JOB: Rewrite the stretch of the listing from the line that contains "Give the innermost point of each instance of the low" through the end of the listing as a JSON list of strings, one string per line, with blank lines left out.

**** SUPPLIED MATERIAL ****

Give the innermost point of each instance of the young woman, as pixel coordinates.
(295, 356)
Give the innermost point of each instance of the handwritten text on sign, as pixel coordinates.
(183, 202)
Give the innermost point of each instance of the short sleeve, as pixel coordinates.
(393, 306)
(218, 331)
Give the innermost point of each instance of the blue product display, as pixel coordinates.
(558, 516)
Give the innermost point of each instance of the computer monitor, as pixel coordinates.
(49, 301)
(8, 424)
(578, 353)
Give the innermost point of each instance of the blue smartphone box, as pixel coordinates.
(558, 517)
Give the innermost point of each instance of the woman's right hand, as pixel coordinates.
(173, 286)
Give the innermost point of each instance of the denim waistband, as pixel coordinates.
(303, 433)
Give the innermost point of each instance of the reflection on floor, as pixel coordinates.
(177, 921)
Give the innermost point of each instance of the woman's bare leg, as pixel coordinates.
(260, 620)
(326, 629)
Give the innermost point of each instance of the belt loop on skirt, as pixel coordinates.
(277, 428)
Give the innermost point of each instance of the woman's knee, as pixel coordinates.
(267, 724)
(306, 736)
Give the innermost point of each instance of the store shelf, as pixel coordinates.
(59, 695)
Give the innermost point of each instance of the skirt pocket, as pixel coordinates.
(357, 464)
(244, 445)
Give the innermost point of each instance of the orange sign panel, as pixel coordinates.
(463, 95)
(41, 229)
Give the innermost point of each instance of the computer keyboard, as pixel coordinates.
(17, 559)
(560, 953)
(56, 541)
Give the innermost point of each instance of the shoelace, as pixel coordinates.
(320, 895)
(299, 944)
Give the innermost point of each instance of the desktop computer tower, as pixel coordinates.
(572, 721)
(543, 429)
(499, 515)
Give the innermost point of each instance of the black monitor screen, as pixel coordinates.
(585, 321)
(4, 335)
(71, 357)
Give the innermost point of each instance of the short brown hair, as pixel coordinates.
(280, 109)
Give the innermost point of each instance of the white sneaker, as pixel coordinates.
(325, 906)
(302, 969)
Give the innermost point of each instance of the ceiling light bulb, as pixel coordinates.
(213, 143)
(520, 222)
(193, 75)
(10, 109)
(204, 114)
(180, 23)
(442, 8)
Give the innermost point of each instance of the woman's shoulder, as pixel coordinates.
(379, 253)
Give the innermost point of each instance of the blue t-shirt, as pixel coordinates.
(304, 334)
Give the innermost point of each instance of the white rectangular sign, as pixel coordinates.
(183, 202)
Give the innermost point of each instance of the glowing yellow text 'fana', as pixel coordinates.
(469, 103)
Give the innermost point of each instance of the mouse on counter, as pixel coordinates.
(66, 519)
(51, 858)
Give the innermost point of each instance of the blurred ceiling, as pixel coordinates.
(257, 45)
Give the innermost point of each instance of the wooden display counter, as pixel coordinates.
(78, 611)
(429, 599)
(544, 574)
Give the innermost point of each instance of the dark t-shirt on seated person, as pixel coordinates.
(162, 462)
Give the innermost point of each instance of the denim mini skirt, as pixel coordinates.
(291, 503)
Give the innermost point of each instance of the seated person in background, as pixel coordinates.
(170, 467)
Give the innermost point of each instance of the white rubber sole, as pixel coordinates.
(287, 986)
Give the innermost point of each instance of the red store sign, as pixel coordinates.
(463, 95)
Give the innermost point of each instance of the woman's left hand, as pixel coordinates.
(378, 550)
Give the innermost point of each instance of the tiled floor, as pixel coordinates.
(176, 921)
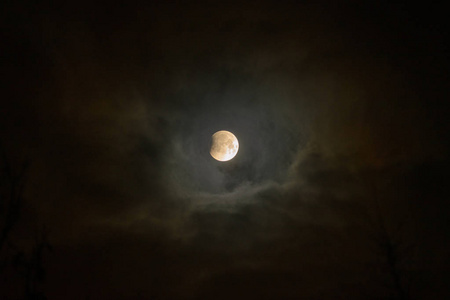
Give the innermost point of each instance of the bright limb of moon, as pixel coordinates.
(224, 145)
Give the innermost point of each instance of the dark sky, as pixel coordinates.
(343, 131)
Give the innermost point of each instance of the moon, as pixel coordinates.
(224, 145)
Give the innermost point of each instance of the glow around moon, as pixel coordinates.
(224, 145)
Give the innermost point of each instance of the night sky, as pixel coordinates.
(340, 188)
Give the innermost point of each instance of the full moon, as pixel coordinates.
(224, 145)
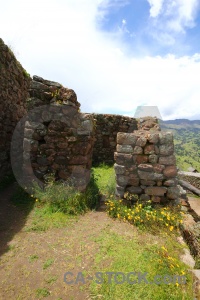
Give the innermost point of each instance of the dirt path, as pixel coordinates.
(31, 260)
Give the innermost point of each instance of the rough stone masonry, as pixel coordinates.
(145, 163)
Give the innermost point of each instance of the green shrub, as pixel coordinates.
(145, 215)
(64, 197)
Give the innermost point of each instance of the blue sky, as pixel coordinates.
(116, 55)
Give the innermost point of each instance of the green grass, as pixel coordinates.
(33, 257)
(131, 255)
(105, 178)
(56, 206)
(6, 181)
(48, 263)
(42, 292)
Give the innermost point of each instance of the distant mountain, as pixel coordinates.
(186, 141)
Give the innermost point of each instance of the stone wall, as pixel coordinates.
(145, 165)
(192, 178)
(59, 138)
(106, 128)
(14, 84)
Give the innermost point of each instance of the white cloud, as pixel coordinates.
(174, 15)
(59, 40)
(156, 6)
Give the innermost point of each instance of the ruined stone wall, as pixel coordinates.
(192, 178)
(59, 138)
(106, 128)
(145, 165)
(14, 84)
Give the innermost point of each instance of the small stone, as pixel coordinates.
(122, 180)
(155, 191)
(173, 192)
(140, 159)
(149, 149)
(124, 149)
(170, 171)
(156, 199)
(167, 160)
(144, 197)
(166, 149)
(134, 190)
(138, 150)
(153, 138)
(153, 158)
(126, 138)
(166, 138)
(145, 167)
(119, 169)
(141, 141)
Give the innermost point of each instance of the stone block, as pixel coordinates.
(156, 199)
(170, 182)
(119, 170)
(173, 192)
(158, 168)
(140, 159)
(148, 182)
(122, 180)
(123, 159)
(153, 138)
(137, 150)
(170, 171)
(153, 158)
(134, 190)
(141, 142)
(144, 197)
(133, 180)
(149, 149)
(155, 191)
(124, 149)
(166, 150)
(166, 138)
(146, 175)
(126, 138)
(145, 167)
(167, 160)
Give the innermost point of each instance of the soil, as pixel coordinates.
(69, 249)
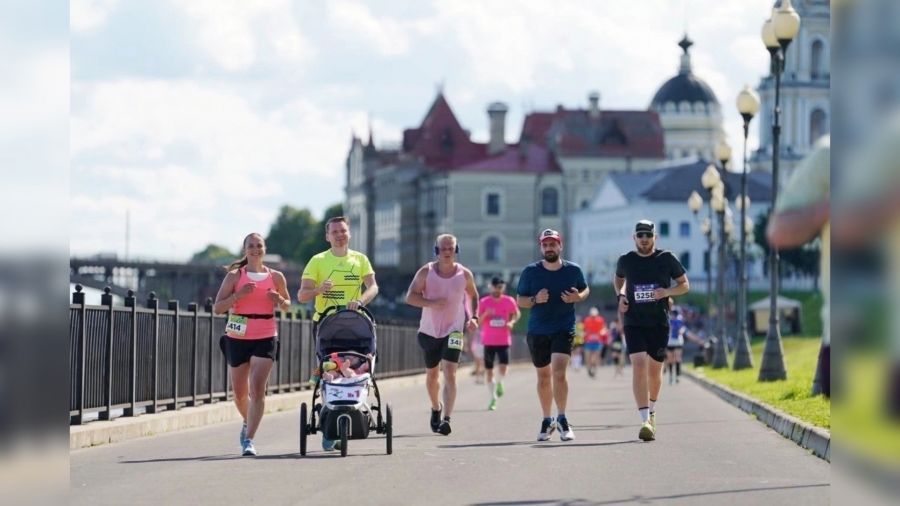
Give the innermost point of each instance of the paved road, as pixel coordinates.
(707, 452)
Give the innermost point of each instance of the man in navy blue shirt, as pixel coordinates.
(550, 288)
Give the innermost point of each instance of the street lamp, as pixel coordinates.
(777, 34)
(709, 179)
(748, 106)
(719, 204)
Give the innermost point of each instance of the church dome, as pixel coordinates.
(685, 87)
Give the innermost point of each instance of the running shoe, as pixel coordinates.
(565, 430)
(547, 428)
(436, 419)
(248, 450)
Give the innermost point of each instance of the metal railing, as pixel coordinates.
(128, 358)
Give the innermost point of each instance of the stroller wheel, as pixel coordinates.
(389, 430)
(303, 428)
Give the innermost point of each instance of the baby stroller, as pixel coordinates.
(345, 412)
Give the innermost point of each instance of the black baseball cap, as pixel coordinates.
(645, 226)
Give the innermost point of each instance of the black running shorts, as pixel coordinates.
(542, 346)
(239, 351)
(652, 340)
(437, 350)
(502, 353)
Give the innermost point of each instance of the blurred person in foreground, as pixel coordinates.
(801, 214)
(869, 212)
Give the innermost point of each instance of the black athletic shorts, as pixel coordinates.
(652, 340)
(502, 353)
(542, 346)
(239, 351)
(437, 350)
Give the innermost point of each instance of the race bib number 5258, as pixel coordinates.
(644, 293)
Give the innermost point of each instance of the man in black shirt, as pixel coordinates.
(643, 287)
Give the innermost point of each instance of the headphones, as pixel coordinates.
(437, 249)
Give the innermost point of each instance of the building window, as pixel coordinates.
(492, 251)
(549, 202)
(686, 260)
(817, 126)
(817, 60)
(492, 204)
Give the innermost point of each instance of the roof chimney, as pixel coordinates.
(497, 119)
(594, 99)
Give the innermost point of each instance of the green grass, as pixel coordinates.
(792, 395)
(862, 424)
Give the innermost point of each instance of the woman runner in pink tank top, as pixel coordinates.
(252, 292)
(444, 290)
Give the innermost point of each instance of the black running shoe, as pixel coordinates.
(436, 419)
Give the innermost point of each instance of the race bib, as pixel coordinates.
(455, 340)
(236, 325)
(644, 293)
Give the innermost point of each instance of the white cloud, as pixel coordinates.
(87, 15)
(236, 163)
(236, 34)
(354, 20)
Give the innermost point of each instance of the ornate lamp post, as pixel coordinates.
(719, 204)
(777, 34)
(748, 106)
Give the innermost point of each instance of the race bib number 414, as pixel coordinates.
(644, 293)
(455, 340)
(236, 325)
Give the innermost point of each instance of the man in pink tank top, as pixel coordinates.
(498, 313)
(444, 289)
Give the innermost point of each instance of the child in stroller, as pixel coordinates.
(345, 352)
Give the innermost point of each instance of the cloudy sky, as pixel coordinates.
(198, 119)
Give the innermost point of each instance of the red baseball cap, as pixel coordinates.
(550, 234)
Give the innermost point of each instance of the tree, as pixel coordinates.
(213, 254)
(291, 231)
(803, 260)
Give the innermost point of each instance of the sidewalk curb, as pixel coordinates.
(125, 428)
(815, 439)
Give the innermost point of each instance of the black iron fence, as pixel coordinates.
(128, 358)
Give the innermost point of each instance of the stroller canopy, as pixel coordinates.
(345, 330)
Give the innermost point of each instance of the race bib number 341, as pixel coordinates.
(455, 340)
(644, 293)
(236, 325)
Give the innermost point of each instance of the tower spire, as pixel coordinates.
(685, 44)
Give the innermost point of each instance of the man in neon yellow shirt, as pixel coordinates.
(334, 277)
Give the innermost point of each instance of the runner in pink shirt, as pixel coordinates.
(498, 313)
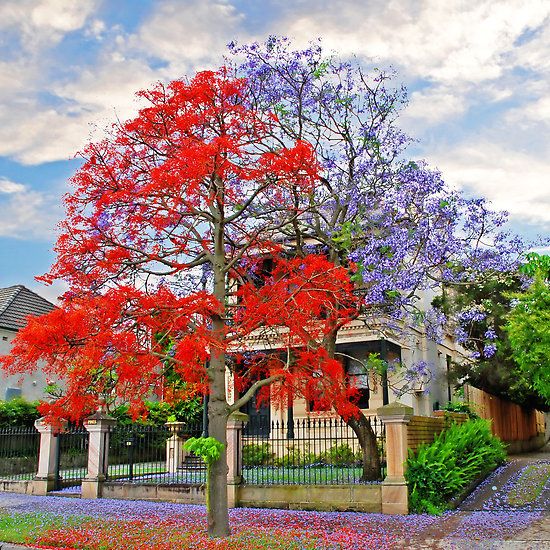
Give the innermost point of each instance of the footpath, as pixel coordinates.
(509, 510)
(498, 507)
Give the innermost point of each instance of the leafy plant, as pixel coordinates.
(339, 455)
(295, 456)
(208, 448)
(460, 406)
(158, 413)
(257, 455)
(18, 412)
(441, 470)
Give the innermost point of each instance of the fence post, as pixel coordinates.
(175, 453)
(98, 426)
(235, 425)
(46, 477)
(395, 497)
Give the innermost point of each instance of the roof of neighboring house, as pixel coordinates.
(17, 303)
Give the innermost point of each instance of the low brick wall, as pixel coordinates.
(24, 487)
(423, 429)
(357, 498)
(185, 494)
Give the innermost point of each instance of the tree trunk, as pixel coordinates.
(367, 439)
(218, 512)
(218, 409)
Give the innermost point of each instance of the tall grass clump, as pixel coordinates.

****

RESULT OF THE EXERCISE:
[
  "Give the innermost point of each instance of the low brick wall, as pixel coordinates.",
  "(24, 487)",
  "(423, 429)",
  "(357, 498)",
  "(185, 494)",
  "Give the innermost point of each instance of the tree trunk, as pixel coordinates.",
  "(367, 439)",
  "(218, 512)",
  "(218, 409)",
  "Give the innermost point of each instance of the tall grass clump, as pixel coordinates."
]